**The request**: Rewrite everything in the records from the line containing "Note: one point per instance of the marshy" down to the line containing "(1128, 213)", changing "marshy pool" to "wetland pool" and leaving the rest of those lines unchanged. Return only those lines.

----

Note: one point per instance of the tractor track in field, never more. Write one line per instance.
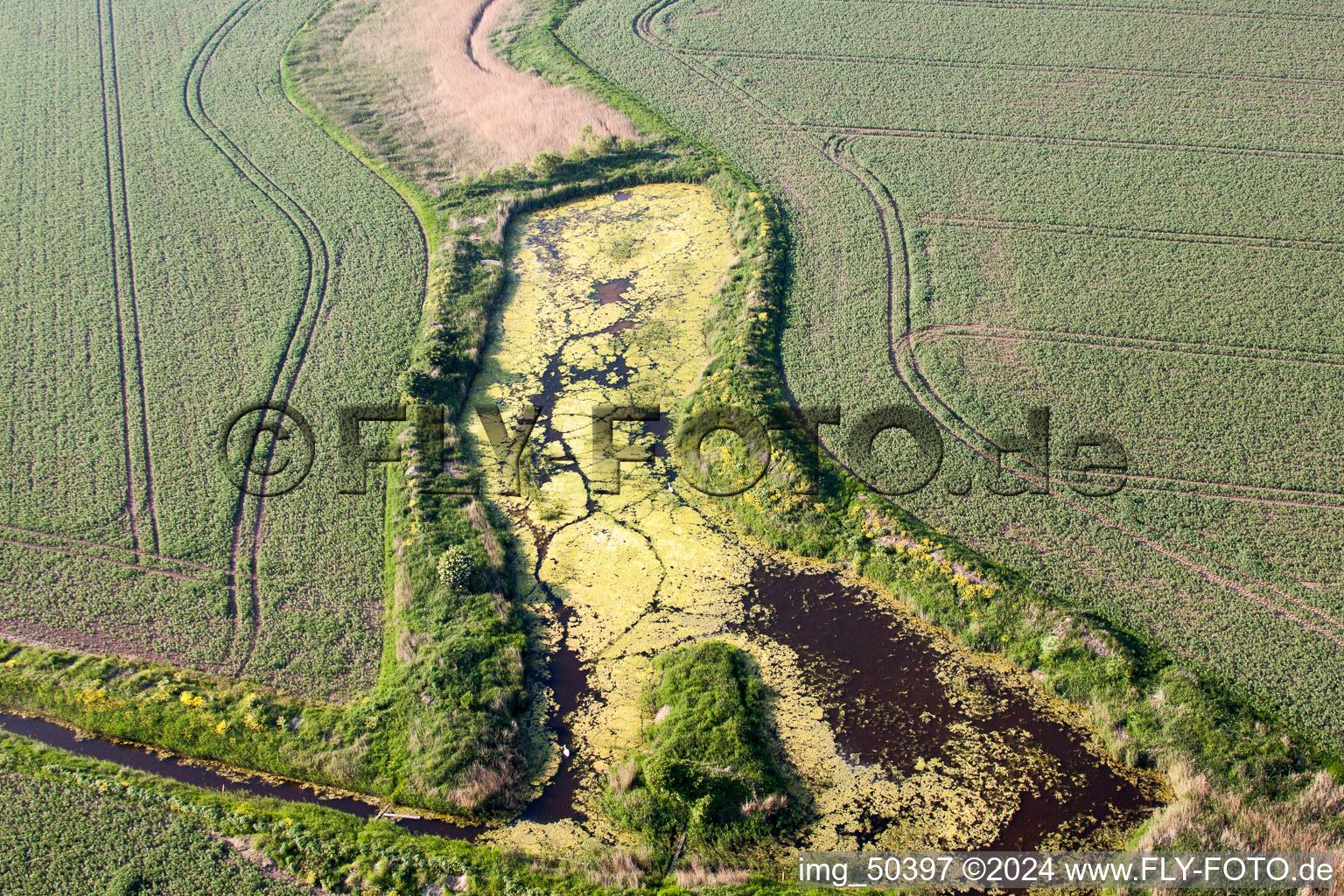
(74, 552)
(976, 65)
(1138, 343)
(313, 294)
(903, 344)
(1112, 7)
(118, 236)
(1106, 231)
(1047, 140)
(88, 547)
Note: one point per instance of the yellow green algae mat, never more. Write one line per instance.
(902, 738)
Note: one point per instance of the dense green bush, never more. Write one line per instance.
(707, 777)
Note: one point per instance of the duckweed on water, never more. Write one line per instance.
(605, 306)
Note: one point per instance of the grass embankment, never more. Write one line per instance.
(706, 778)
(316, 845)
(1233, 765)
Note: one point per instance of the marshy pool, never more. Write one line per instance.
(902, 738)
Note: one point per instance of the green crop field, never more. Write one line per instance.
(182, 242)
(115, 848)
(1128, 213)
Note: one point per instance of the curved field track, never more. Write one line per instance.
(124, 280)
(316, 266)
(243, 258)
(1210, 551)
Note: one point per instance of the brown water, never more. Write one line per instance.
(877, 679)
(872, 672)
(167, 766)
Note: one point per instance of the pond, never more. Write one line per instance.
(903, 738)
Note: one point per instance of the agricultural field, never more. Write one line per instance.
(182, 243)
(116, 848)
(1125, 214)
(1095, 243)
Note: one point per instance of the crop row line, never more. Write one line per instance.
(1319, 499)
(1138, 233)
(984, 136)
(1110, 7)
(1101, 340)
(924, 62)
(122, 256)
(85, 546)
(318, 262)
(73, 552)
(910, 374)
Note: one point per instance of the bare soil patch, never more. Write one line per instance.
(418, 82)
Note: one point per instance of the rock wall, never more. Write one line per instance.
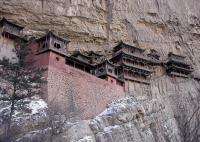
(164, 25)
(79, 93)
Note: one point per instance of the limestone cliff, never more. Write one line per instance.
(155, 112)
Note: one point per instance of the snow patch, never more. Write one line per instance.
(110, 128)
(86, 139)
(37, 105)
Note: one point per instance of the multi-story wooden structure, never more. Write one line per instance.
(96, 58)
(52, 42)
(177, 66)
(132, 63)
(81, 61)
(9, 34)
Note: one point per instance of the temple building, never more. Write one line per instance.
(52, 42)
(80, 61)
(96, 58)
(177, 66)
(9, 34)
(49, 50)
(132, 63)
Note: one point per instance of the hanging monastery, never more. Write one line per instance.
(85, 83)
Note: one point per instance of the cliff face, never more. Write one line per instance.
(165, 25)
(157, 111)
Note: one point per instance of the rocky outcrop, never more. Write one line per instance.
(97, 25)
(153, 113)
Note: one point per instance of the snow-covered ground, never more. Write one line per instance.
(24, 109)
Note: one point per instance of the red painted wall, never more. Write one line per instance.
(73, 91)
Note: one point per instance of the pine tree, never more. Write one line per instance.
(21, 78)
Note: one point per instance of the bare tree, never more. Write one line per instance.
(189, 122)
(21, 78)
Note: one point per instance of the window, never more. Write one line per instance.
(57, 45)
(57, 59)
(101, 70)
(44, 45)
(110, 70)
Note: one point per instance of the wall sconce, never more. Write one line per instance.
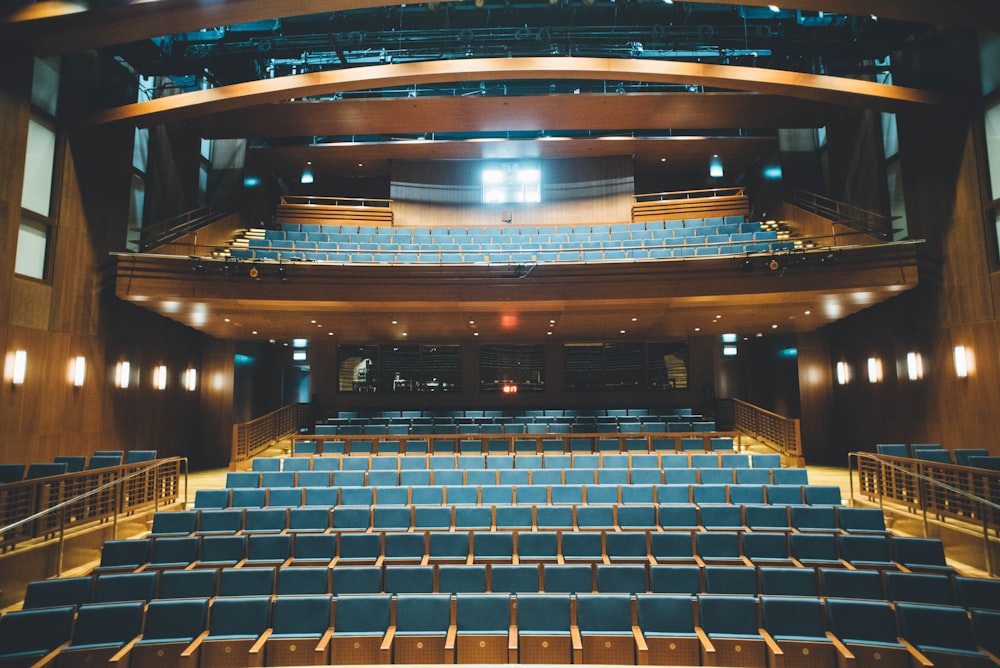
(914, 365)
(874, 370)
(963, 361)
(78, 370)
(190, 379)
(123, 375)
(843, 373)
(19, 367)
(160, 377)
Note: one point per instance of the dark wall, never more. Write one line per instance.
(74, 311)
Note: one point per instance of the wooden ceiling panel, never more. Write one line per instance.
(631, 111)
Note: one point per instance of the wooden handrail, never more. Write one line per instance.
(946, 491)
(779, 432)
(253, 437)
(44, 507)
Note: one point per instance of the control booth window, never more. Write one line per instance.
(399, 368)
(512, 369)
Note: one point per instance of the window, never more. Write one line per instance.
(32, 246)
(512, 183)
(35, 229)
(512, 369)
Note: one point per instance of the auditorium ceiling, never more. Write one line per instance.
(352, 85)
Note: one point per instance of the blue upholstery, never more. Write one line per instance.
(103, 628)
(114, 587)
(679, 579)
(57, 592)
(453, 579)
(29, 635)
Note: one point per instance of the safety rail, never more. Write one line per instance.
(431, 440)
(46, 507)
(779, 432)
(253, 437)
(856, 218)
(946, 491)
(690, 204)
(157, 234)
(335, 201)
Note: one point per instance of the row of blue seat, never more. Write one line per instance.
(933, 452)
(515, 477)
(63, 464)
(510, 444)
(519, 415)
(764, 464)
(519, 230)
(506, 256)
(763, 577)
(513, 495)
(402, 237)
(402, 428)
(708, 629)
(765, 546)
(580, 517)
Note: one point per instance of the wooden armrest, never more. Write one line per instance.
(195, 644)
(841, 647)
(126, 648)
(50, 657)
(915, 653)
(325, 640)
(259, 644)
(640, 640)
(706, 643)
(771, 643)
(390, 634)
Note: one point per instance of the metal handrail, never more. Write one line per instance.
(920, 501)
(117, 482)
(855, 217)
(776, 431)
(162, 232)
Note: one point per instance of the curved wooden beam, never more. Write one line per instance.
(62, 26)
(832, 90)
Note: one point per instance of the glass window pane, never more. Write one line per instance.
(32, 241)
(36, 194)
(357, 372)
(667, 364)
(45, 85)
(989, 61)
(140, 149)
(137, 199)
(992, 122)
(512, 369)
(441, 368)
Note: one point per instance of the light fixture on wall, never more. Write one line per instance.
(874, 370)
(160, 377)
(123, 374)
(190, 380)
(963, 361)
(19, 367)
(715, 167)
(843, 373)
(78, 370)
(914, 365)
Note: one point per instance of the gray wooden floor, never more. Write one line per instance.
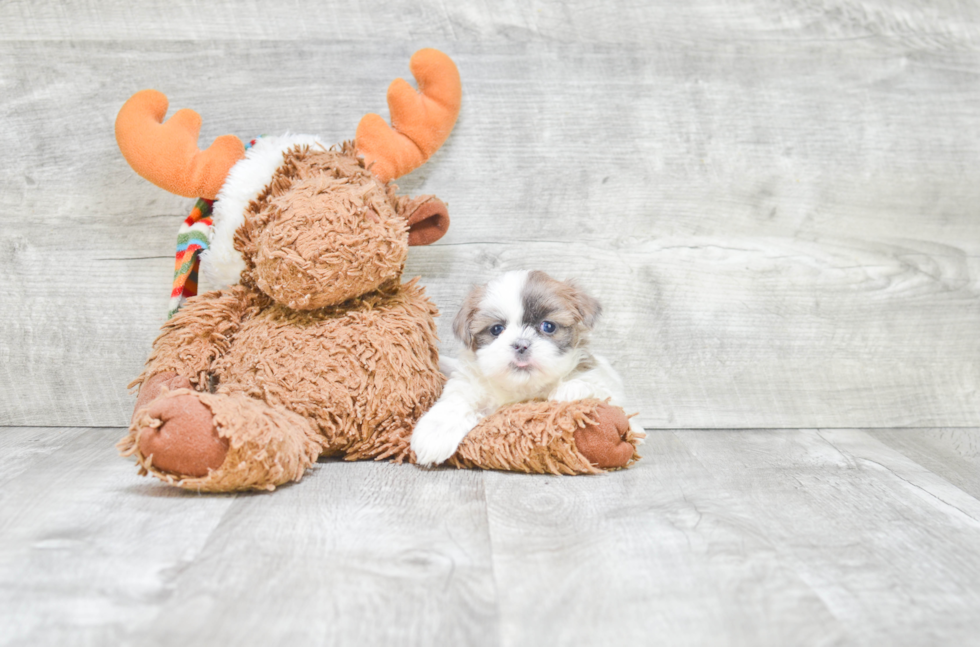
(775, 200)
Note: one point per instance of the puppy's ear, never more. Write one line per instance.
(461, 324)
(586, 307)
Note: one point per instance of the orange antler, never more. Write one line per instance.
(422, 120)
(167, 153)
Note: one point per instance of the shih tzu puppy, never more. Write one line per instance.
(525, 337)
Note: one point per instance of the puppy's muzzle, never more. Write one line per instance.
(522, 348)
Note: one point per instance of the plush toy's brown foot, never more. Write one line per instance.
(220, 442)
(605, 444)
(580, 437)
(186, 442)
(154, 386)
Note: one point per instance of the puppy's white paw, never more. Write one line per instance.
(437, 435)
(573, 390)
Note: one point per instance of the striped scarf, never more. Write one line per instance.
(192, 239)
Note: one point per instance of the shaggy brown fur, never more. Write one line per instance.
(320, 350)
(546, 437)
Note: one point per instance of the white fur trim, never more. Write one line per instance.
(221, 263)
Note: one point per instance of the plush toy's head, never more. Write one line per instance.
(307, 224)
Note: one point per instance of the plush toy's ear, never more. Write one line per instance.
(428, 218)
(420, 121)
(166, 153)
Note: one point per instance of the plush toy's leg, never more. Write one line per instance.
(220, 443)
(548, 437)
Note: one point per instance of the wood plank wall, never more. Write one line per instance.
(775, 200)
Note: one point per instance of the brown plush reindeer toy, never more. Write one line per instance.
(313, 346)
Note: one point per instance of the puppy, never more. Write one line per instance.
(525, 337)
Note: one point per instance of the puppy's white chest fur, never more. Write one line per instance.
(525, 337)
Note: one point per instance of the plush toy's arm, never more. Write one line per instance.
(193, 339)
(548, 437)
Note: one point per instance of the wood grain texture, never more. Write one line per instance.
(365, 553)
(953, 454)
(776, 537)
(740, 538)
(779, 216)
(940, 24)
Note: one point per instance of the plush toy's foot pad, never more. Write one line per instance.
(605, 444)
(186, 442)
(151, 389)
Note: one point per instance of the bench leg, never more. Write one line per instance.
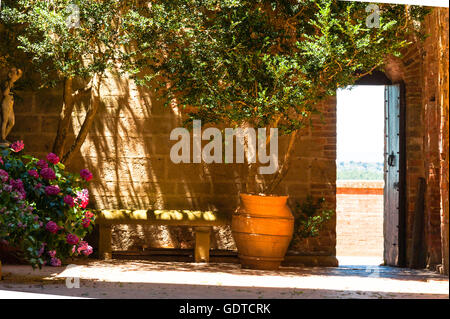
(202, 244)
(104, 245)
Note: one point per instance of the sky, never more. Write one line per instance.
(360, 124)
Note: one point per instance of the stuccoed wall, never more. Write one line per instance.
(128, 149)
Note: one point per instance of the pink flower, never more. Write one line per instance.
(52, 227)
(86, 222)
(82, 198)
(48, 173)
(55, 262)
(86, 175)
(42, 164)
(17, 146)
(17, 184)
(52, 190)
(4, 176)
(52, 158)
(72, 239)
(69, 200)
(88, 214)
(33, 172)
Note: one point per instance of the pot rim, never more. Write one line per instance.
(263, 195)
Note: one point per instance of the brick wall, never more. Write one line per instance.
(359, 224)
(423, 69)
(128, 149)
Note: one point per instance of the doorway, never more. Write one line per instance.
(369, 169)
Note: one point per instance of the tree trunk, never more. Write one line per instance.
(88, 120)
(64, 117)
(282, 171)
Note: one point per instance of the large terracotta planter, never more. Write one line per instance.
(262, 229)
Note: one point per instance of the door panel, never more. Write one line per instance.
(392, 176)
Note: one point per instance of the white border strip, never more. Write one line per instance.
(429, 3)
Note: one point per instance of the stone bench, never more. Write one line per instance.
(201, 221)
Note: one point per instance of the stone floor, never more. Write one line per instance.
(147, 279)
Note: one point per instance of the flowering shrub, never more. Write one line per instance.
(42, 207)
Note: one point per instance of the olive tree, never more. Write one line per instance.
(69, 41)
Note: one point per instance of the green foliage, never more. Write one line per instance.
(309, 218)
(266, 63)
(359, 171)
(27, 208)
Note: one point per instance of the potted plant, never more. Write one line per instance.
(263, 64)
(43, 214)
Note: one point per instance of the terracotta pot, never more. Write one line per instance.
(262, 229)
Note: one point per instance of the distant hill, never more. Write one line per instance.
(359, 171)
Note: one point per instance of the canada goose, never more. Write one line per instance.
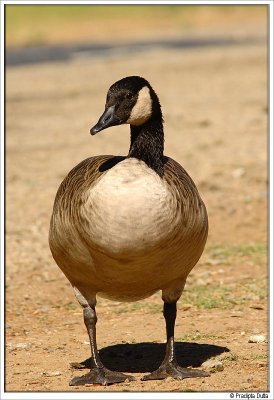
(124, 228)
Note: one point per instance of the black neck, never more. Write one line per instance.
(147, 144)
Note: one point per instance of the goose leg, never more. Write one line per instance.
(169, 366)
(98, 373)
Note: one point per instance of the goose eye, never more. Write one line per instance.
(129, 96)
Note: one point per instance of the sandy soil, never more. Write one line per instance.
(215, 106)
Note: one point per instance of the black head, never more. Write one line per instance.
(130, 100)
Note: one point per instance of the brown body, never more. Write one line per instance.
(153, 241)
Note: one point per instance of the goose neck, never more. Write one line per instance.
(147, 144)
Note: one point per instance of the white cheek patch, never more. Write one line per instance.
(142, 110)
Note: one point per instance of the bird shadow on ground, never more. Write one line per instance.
(146, 357)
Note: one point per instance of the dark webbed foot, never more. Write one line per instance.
(175, 371)
(100, 376)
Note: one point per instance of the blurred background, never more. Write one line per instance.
(208, 64)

----

**Answer below**:
Note: one point per instance of the wetland pool, never more. Write one line per instance.
(902, 738)
Note: one point per instance of the green crop field, never more. Write one line per instance.
(182, 242)
(115, 848)
(1128, 213)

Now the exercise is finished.